[TEXT PASSAGE]

Voyager Therapeutics Announces Closing Of Initial Public Offering, Including Full Exercise Of Option To Purchase Additional Shares
Published: Nov 17, 2015
CAMBRIDGE, Mass., Nov. 16, 2015 (GLOBE NEWSWIRE) -- Voyager Therapeutics, Inc. (NASDAQ:VYGR), a clinical-stage gene therapy company developing life-changing treatments for severe diseases of the central nervous system (CNS), today announced the closing of its initial public offering of 5,750,000 shares of its common stock at a public offering price of $14.00 per share, including 750,000 shares of common stock issued upon the full exercise by the underwriters of their option to purchase additional shares. All of the shares were offered by Voyager Therapeutics. The gross proceeds from the initial public offering were $80,500,000, before underwriting discounts and commissions and estimated offering expenses. Voyager Therapeutics' common stock is listed on the NASDAQ Global Select Market under the ticker symbol "VYGR."
Cowen and Company and Piper Jaffray & Co. acted as joint book-running managers for the offering. Wedbush PacGrow and Nomura acted as co-managers for the offering.
A registration statement relating to these securities was filed with, and was declared effective by, the Securities and Exchange Commission on November 10, 2015. Copies of the registration statement can be accessed by visiting the Securities and Exchange Commission website at www.sec.gov. This offering was made only by means of a written prospectus forming part of the effective registration statement. A copy of the final prospectus relating to the offering was filed with the Securities and Exchange Commission and may be obtained from Cowen and Company, LLC, c / o Broadridge Financial Services, 1155 Long Island Avenue, Edgewood, NY 11717, Attention: Prospectus Department, by telephone at (631) 274-2806, or by fax at (631) 254-7140, and from Piper Jaffray & Co. by mail at Attention: Prospectus Department, 800 Nicollet Mall, J12S03, Minneapolis, MN 55402, by telephone at (800) 747-3924, or by email at email@example.com.
This press release shall not constitute an offer to sell or a solicitation of an offer to buy, nor shall there be any sale of these securities in any state or jurisdiction in which such offer, solicitation or sale would be unlawful prior to registration or qualification under the securities laws of any such state or jurisdiction.

[/TEXT PASSAGE]

- **TASK LIST**:
[1] Answer these questions about the press release, one per line, marked (a), (b), (c):
(a) What was the public offering price per share?
(b) Which firms acted as joint book-running managers for the offering?
(c) On what date did the Securities and Exchange Commission declare the registration statement effective?
[2] Summarize the press release in two sentences.
[3] Please quote everything in the press release from "Cowen and Company and" down to "co-managers for the offering.".

[DATA BLOCK]

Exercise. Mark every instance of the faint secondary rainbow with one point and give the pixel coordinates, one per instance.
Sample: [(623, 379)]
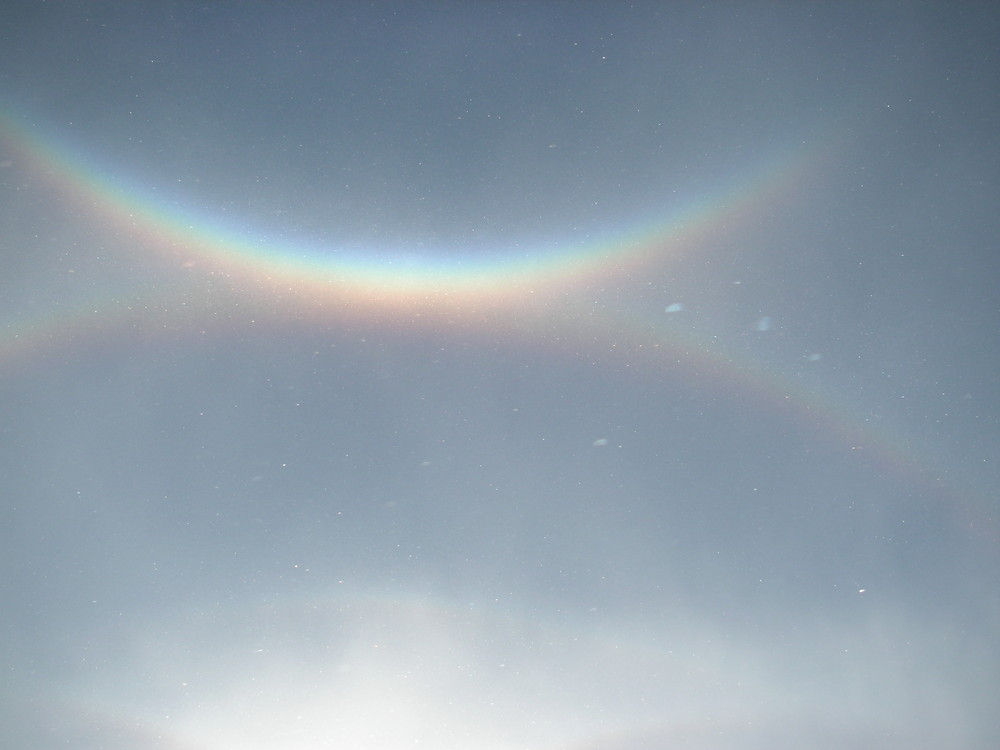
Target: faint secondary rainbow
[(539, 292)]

[/DATA BLOCK]

- **RESULTS IN ORDER**:
[1]
(a) $14.00 per share
(b) Cowen and Company and Piper Jaffray & Co.
(c) November 10, 2015

[2] Voyager Therapeutics, a clinical-stage gene therapy company developing treatments for severe diseases of the central nervous system, closed its initial public offering of 5,750,000 shares of common stock at $14.00 per share, including 750,000 shares from the underwriters' full exercise of their option, for gross proceeds of $80,500,000 before underwriting discounts, commissions and estimated offering expenses. Cowen and Company and Piper Jaffray & Co. served as joint book-running managers, and the offering was made only by a written prospectus under a registration statement that the Securities and Exchange Commission declared effective on November 10, 2015.

[3]
Cowen and Company and Piper Jaffray & Co. acted as joint book-running managers for the offering. Wedbush PacGrow and Nomura acted as co-managers for the offering.